TEXTO DE ESTUDIO:
- - - -
Las noticias que publicaban los periódicos cubanos y que difundían las
estaciones de radio eran alarmantes porque en ellas se describían las
barbaridades que estaban ejecutando en Polonia las tropas hitlerianas. A mí me
parecían los hechos que estaban sucediendo en la patria de Chopin una repetición
de lo que hasta poco tiempo antes había sucedido en España, y la sangrienta
guerra civil española estaba relacionada en el mundo de mis sentimientos con
Trujillo y su dictadura, lo que era un indicio de que, al menos en el terreno
emocional, yo estaba convirtiéndome en un militante anti trujillista, y sabía
que en el origen de esa militancia estaba la prédica del
Dr. Henríquez, a quien a esas
alturas yo le llamaba, como sus familiares y amigos, Cotú a secas.
- - - -
Entradas del conjunto de datos
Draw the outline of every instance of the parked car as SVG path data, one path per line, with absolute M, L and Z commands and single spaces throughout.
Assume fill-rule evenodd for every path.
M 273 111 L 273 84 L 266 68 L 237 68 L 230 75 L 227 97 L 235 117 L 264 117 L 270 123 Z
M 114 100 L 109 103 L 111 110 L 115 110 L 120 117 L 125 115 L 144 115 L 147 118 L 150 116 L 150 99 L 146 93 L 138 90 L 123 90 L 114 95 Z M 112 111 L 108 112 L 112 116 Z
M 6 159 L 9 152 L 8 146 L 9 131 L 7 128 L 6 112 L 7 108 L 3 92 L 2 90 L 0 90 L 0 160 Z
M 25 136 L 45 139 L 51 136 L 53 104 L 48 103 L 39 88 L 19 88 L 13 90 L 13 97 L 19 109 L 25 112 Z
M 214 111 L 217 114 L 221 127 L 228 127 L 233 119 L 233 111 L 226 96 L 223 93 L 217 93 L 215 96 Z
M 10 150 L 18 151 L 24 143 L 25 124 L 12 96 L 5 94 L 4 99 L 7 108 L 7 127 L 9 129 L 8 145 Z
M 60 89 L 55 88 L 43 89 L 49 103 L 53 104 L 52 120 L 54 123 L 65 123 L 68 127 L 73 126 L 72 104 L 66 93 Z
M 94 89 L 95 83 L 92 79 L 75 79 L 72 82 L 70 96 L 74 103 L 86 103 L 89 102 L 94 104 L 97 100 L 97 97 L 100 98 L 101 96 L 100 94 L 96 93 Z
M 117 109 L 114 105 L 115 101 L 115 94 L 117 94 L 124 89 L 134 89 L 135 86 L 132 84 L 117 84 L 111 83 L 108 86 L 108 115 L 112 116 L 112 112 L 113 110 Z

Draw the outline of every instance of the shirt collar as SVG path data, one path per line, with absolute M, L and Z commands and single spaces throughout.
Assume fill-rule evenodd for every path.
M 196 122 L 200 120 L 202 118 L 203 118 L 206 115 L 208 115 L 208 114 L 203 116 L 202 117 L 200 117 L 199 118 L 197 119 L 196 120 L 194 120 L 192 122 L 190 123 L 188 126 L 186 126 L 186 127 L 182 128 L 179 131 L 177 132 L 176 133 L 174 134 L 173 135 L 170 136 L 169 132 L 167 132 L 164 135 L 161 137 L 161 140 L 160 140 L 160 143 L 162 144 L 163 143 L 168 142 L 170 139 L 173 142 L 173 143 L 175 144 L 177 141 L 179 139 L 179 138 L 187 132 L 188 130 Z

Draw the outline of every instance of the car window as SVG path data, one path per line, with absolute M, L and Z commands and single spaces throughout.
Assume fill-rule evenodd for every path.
- - - -
TAREAS:
a - Según el texto de estudio, ¿por qué resultaban alarmantes las noticias de los periódicos y las estaciones de radio cubanas? Responde en una a tres oraciones.
b - Reproduce, por favor, el pasaje del texto de estudio que va desde "Las noticias que" hasta "Cotú a secas.", ambos incluidos.
Las entradas provienen de otra fuente.

RESULTADOS ESPERADOS:
a - Resultaban alarmantes porque describían las barbaridades que las tropas hitlerianas estaban ejecutando en Polonia.

b -
Las noticias que publicaban los periódicos cubanos y que difundían las
estaciones de radio eran alarmantes porque en ellas se describían las
barbaridades que estaban ejecutando en Polonia las tropas hitlerianas. A mí me
parecían los hechos que estaban sucediendo en la patria de Chopin una repetición
de lo que hasta poco tiempo antes había sucedido en España, y la sangrienta
guerra civil española estaba relacionada en el mundo de mis sentimientos con
Trujillo y su dictadura, lo que era un indicio de que, al menos en el terreno
emocional, yo estaba convirtiéndome en un militante anti trujillista, y sabía
que en el origen de esa militancia estaba la prédica del
Dr. Henríquez, a quien a esas
alturas yo le llamaba, como sus familiares y amigos, Cotú a secas.